Extract to read:
You are here: HomeNews2018 05 31Article 656318

General News of Thursday, 31 May 2018

Source: Graphic.com.gh

Supreme Court awards GHC45,000 to teacher wrongfully jailed 15 years

The Supreme Court has awarded a GHC45, 0000 compensation to Mr Eric Asante, the teacher who was wrongfully jailed for 15 years on allegation of defiling and impregnating a student.

Apart from the GHC45,000, the court also ordered the government of Ghana to pay the 13-year salary of Mr Asante, which he lost as a result of his wrongful incarceration.

Mr Asante wanted compensation in excess of GHC7.3m for loss of income, psychological trauma, mental disorder among other things

But in a unanimous decision Wednesday, a five member panel of the court held that Mr Asante failed to prove that he suffered any mental or emotional disorder while incarcerated.

The court, accordingly, decided to award him GHC3,180 for each year he spent behind bars.

Mr Asante spent 13 years behind bars and was therefore awarded GHC45,000.

The panel was presided over by Mr Justice Anin Yeboah.

Other members were Mr Justice Paul Baffoe-Bonnie, Mr Justice Sule Gbadegbe, Mr Justice Gabriel Pwamang and Mr Justice Yaw Appau.

Exercise 1:
Answer these questions on the news article about the Supreme Court award.
(a) Who presided over the panel?
(b) How much compensation did Mr Asante want?
(c) What did the panel hold that Mr Asante failed to prove?
Exercise 2: Carry the news article about the Supreme Court award forward from its last sentence.

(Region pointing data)
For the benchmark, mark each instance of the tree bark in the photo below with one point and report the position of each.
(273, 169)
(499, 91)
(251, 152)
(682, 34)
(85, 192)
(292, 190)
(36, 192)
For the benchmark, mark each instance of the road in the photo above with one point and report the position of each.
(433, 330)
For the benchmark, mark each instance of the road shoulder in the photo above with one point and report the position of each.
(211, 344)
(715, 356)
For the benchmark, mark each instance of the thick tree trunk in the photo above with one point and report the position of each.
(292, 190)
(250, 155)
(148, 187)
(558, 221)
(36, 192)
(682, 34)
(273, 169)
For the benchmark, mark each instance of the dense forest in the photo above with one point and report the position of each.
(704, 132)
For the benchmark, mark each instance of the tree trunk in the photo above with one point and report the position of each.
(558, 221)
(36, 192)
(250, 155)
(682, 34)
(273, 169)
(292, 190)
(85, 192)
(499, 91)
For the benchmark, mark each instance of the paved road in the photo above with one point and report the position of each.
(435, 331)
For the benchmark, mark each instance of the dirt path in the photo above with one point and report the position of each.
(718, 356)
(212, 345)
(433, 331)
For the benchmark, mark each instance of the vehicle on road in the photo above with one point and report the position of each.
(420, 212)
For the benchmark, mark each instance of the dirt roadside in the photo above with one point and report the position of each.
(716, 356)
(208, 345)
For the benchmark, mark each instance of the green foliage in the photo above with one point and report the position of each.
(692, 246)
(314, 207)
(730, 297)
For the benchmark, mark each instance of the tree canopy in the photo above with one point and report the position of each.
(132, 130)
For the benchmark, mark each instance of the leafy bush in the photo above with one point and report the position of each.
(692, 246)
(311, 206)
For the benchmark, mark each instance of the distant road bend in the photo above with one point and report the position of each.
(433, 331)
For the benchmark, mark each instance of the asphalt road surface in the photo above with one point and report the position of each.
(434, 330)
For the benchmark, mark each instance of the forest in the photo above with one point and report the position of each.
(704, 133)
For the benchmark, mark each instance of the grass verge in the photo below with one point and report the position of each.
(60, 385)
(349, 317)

Answer 1:
(a) Mr Justice Anin Yeboah
(b) In excess of GHC7.3m
(c) That he suffered any mental or emotional disorder while incarcerated

Answer 2:
PALTRY SUM

But counsel for Mr Asante, Mr Victor Kwesi Opeku, has expressed his disappointment at the amount awarded to his client.

In an interview after the ruling, he said the decision of the Supreme Court meant that the state had been let off the hook for an injustice on his client.

“I am very disappointed that the court threw out all the claims we made and awarded a paltry sum of Ghc45,000.

For a state to completely destroy a young person’s life for 13 years and get away with Ghc45,000 is not deterrent enough

BACKGROUND

On September 5, 2005, Mr Asante was jailed 15 years in hard labour by the Tamale High Court for allegedly defiling and impregnating a 13-year-old girl who was his student.

The student claimed that Mr Asante was her lover and that he had, on many occasions, had sexual relations with her.

Throughout the trial, and even in prison, Mr Asante consistently denied the charges levelled against him, insisting that he never had any amorous relationship with the girl.

He, therefore, initiated an appeal at the Court of Appeal to prove his innocence, but, in October 2006, the Court of Appeal dismissed his appeal and upheld his conviction.

Not satisfied, Mr Asante appealed to the Supreme Court in 2012. The apex court ordered a DNA test to be conducted to ascertain whether or not the teacher was the father of the child.

In a unanimous decision on January 26, 2017, the five-member panel held that the DNA test proved that Mr Asante was not the biological father of the baby and, therefore, he could not have been responsible for the pregnancy that brought forth the child.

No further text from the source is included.